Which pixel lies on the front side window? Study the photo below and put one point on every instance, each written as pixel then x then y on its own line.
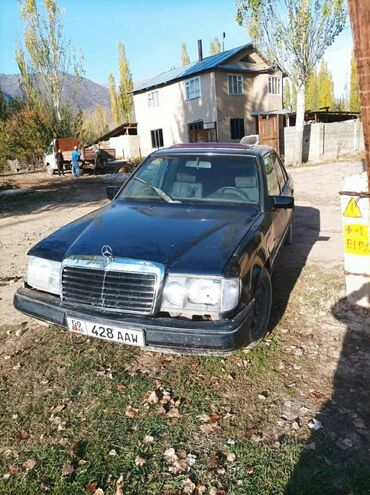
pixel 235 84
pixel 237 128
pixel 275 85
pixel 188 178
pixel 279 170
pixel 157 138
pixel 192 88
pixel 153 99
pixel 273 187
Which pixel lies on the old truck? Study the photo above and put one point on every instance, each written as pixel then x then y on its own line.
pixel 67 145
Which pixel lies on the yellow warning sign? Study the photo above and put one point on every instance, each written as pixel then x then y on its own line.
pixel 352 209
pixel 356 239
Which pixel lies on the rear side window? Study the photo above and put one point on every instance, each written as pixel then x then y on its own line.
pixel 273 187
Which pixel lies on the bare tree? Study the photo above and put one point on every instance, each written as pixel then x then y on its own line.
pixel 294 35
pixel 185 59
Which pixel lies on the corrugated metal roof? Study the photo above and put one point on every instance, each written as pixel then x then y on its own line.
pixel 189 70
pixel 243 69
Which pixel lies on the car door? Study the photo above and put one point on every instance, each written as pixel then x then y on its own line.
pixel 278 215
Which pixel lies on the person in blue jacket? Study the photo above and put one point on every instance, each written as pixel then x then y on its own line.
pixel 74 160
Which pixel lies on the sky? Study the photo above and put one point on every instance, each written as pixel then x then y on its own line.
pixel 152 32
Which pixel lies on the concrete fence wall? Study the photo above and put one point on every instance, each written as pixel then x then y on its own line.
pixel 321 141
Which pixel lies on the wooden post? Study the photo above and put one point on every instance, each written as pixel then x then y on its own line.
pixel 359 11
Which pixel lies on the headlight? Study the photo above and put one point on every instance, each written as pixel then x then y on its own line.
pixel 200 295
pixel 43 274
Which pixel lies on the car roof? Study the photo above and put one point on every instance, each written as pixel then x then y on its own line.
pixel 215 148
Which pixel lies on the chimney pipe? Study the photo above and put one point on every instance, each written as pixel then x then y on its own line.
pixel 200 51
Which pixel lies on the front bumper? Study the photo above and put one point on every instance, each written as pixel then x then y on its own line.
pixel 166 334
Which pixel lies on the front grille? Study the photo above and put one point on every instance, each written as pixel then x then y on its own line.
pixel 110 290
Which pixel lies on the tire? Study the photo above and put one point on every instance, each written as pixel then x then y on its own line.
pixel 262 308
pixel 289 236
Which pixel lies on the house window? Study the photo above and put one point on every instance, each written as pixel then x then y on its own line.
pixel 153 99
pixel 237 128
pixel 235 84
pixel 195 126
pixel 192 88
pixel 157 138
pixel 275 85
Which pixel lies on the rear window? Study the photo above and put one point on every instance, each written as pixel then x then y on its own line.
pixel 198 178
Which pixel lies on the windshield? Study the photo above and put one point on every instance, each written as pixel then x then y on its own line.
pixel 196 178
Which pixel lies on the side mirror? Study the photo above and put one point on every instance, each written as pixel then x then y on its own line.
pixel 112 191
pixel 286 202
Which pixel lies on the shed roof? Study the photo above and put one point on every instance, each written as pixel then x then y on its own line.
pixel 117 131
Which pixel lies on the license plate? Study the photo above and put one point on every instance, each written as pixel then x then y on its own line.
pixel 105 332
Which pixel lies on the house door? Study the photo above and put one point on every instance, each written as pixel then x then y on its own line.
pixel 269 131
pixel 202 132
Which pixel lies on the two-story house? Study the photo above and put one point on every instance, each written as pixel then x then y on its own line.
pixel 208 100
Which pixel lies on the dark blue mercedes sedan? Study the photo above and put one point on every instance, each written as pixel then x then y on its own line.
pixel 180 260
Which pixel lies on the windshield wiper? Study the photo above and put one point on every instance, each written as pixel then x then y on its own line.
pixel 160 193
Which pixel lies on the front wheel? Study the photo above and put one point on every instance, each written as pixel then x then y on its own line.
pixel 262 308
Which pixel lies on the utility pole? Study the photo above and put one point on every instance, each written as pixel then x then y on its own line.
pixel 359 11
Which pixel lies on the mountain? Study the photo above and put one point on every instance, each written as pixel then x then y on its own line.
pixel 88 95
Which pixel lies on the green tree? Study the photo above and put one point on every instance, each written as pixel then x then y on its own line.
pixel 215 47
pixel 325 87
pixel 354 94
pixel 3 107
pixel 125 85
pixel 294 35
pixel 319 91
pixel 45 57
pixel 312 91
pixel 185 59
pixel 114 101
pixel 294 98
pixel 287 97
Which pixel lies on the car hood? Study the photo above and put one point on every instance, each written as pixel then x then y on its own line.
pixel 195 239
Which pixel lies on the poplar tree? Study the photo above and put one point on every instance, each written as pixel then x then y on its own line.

| Directions |
Please return the whole listing exactly. Do not copy its images.

| Answer to this problem |
Which pixel lies on the front side window? Study the photo below and put one point on every instance, each written as pixel then x then y on its own line.
pixel 235 84
pixel 237 128
pixel 275 85
pixel 188 178
pixel 279 170
pixel 157 138
pixel 192 88
pixel 153 99
pixel 273 187
Which pixel lies on the old truck? Study the photo above and put one point on every instance, each written as pixel then x then y on its own line.
pixel 67 145
Which pixel lies on the yellow warning sign? Study the photo above and put one point on every instance, each written as pixel then x then y on its own line.
pixel 352 209
pixel 356 239
Which pixel lies on the rear side window? Study the photo above and put one point on every instance, each written as pixel then x then y on its own line.
pixel 273 187
Which pixel lies on the bare tree? Study the photo above and put one point on every instance, each written as pixel then x then y on its own line.
pixel 294 35
pixel 185 59
Which pixel lies on the corrugated metal roof? Study the photo above and put one point on every instance, each written as pixel then x then y on its own line.
pixel 189 70
pixel 243 69
Which pixel lies on the car door? Study the photo above and put one point on every instance, each written as pixel then x then y on its own line.
pixel 278 215
Which pixel lies on the person in blue jacket? Study the photo above and put one point on every instance, each written as pixel then x then y on its own line.
pixel 74 160
Which pixel lies on the sky? Study the photo above and put one point on every instance, each written as pixel then x then y on its own line.
pixel 152 32
Which pixel lies on the concrete fence wall? Study the photo above and put one point on every instance, each written as pixel then x then y on its own line.
pixel 321 141
Which pixel lies on the wooden post? Study the photo above and put one point on every instance, each written as pixel then x then y on its own line.
pixel 359 11
Which pixel lies on the headlight? Study the photo above and put one point on every instance, each written as pixel then x then y on its own line.
pixel 200 295
pixel 43 274
Which pixel lies on the car roof? Study the photo above and put one point on every instance, each written as pixel then x then y on its own line.
pixel 215 148
Which pixel lies on the chimney pipe? Study the photo above and put one point on every instance, each written as pixel then x then y on its own line.
pixel 200 51
Which pixel lies on the front bumper? Study the photo above and put one point on every instance, each written as pixel then x then y on its own line.
pixel 166 334
Which pixel lies on the front grille? Study the photo above and put one point on every instance, each written as pixel then x then y on its own line.
pixel 110 290
Which pixel lies on the tire? Study the photo above and put one point on every instance, each written as pixel then x then y on its own line.
pixel 262 308
pixel 289 236
Which pixel lies on the house window? Study the photo above and put one point on every instance, each written as pixel then x then y on its own line.
pixel 153 99
pixel 237 128
pixel 235 84
pixel 195 126
pixel 192 88
pixel 157 138
pixel 275 85
Which pixel lies on the rear window? Study the photo above and put one point on every instance, each written as pixel then x then y on its own line.
pixel 198 178
Which pixel lies on the windshield? Study the photo above and put one point on every instance, each written as pixel then x then y on its own line.
pixel 196 178
Which pixel lies on the side mirror? Study the photo above and put one point on every instance, each written as pixel then x then y on its own line.
pixel 112 191
pixel 286 202
Which pixel lies on the shed roof? Study the photo above and put one point on every instance, each written as pixel then x then y on its own line.
pixel 117 131
Which pixel lies on the license plate? Study the photo above and put one point on every instance, each written as pixel then x then y on its own line.
pixel 105 332
Which pixel lies on the house door? Study the photo above and put one point on every instance, each written as pixel then x then y on its own line.
pixel 269 131
pixel 202 132
Which pixel lies on the two-story house? Study the photo above and put one point on every instance, each written as pixel then x then y on its own line.
pixel 208 100
Which pixel lies on the dark blue mercedes sedan? Study the photo above and put one point on every instance, each written as pixel then x then y on its own line.
pixel 180 260
Which pixel lies on the windshield wiper? Study the photo above and put one point on every instance, each written as pixel then x then y on its own line.
pixel 160 193
Which pixel lies on the front wheel? Study the photo above and put one point on every instance, each written as pixel then x then y on its own line.
pixel 262 308
Which pixel lies on the utility pole? Study the photo above and put one point on every instance, each written as pixel then x then y on its own line.
pixel 359 11
Which pixel lies on the mountain? Study the photo above and put one point on every instance, each written as pixel then x then y on its own line.
pixel 88 95
Which pixel lies on the green tree? Study the photo above and put one point on every instance, each written as pixel then x then y on its own line.
pixel 215 47
pixel 325 87
pixel 354 94
pixel 3 107
pixel 125 85
pixel 294 35
pixel 319 91
pixel 45 57
pixel 312 91
pixel 185 59
pixel 114 101
pixel 294 98
pixel 287 97
Which pixel lies on the car hood? Study the photo above and put one point on every instance, each written as pixel then x then y on its own line.
pixel 195 239
Which pixel lies on the poplar tree? Study the photo above and put one point on every instance, each written as pixel then x then y on its own line.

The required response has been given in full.